Il y a une journée, j’étais malade quoi, on tournait une scène dans la cabine et je devais rester, j’en pouvais plus, je sortais vomir, je revenais, on tournait, je sortais vomir et j’ai passé. J’ai passé ma journée à vomir quoi, et j’étais épuisé. Le lendemain, je suis arrivé sur le le bateau, j’étais encore malade. C’est le tournage le plus éprouvant que j’ai fait, mais c’est pas ça qui fait un bon film. C’est parce qu’on est passionné, on y a mis tout notre cœur. Donc on a ramené un objet très atypique pour la télé, mais en même temps très dense, très vrai, très dépouillé, très sincère, avec beaucoup d’émotions. Une vérité, quelque part dans ce monde entouré de virtuel, je pense que les gens ont besoin peut être de cette sincérité.
* * *
### CONSIGNES
(a) Dans le texte sur le tournage, comment la personne qui parle qualifie-t-elle ce tournage par rapport aux autres ?
(b) Écrivez la suite du texte sur le tournage, à partir de sa dernière phrase.
Les données qui suivent ne servent à rien ici.

### DONNÉES FOURNIES
* * *
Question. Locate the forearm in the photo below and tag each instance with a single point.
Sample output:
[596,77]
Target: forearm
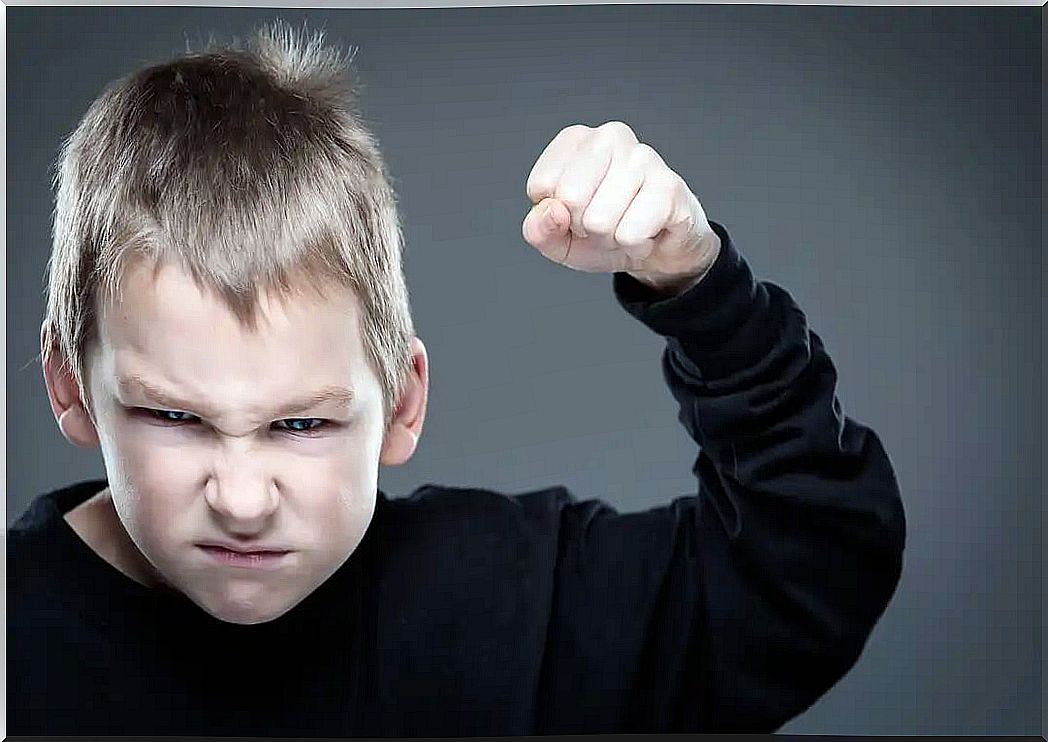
* * *
### RÉPONSES DANS L'ORDRE
(a) C'est le tournage le plus éprouvant qu'elle ait fait.

(b)
Nous on on fait ce métier pour ça. Évidemment on fabrique des histoires, c’est pour distraire les gens, mais dans cette distraction, on y met des messages profonds. Par exemple, pour mon rôle d’Alex Hugo, ça parle d’environnement, ça parle de justice, ça parle de solidarité, ça parle d’écoute, pour ressentir les choses pour lesquelles on n’a plus le temps. Et Alex Hugo, c’est un rythme lent, c’est l’inverse, on est arrivé à contresens de la mode qui était « des montages rapides sur des formats courts de 56 Min ». Là on faisait 01h30, c’est très contemplatif. Un rythme posé où on prend le temps de l’écoute et du ressenti et c’est un rythme humain.
Et là on propose une histoire qui a la même puissance avec la mer. Donc on retrouve les éléments, on retrouve le moment où l’homme sur son bateau n’a plus rien et il est obligé de revenir à la base de la vie. Alors évidemment, ça parle de courage, ça parle de détermination, ça parle d’engagement, mais ce sont des vraies valeurs.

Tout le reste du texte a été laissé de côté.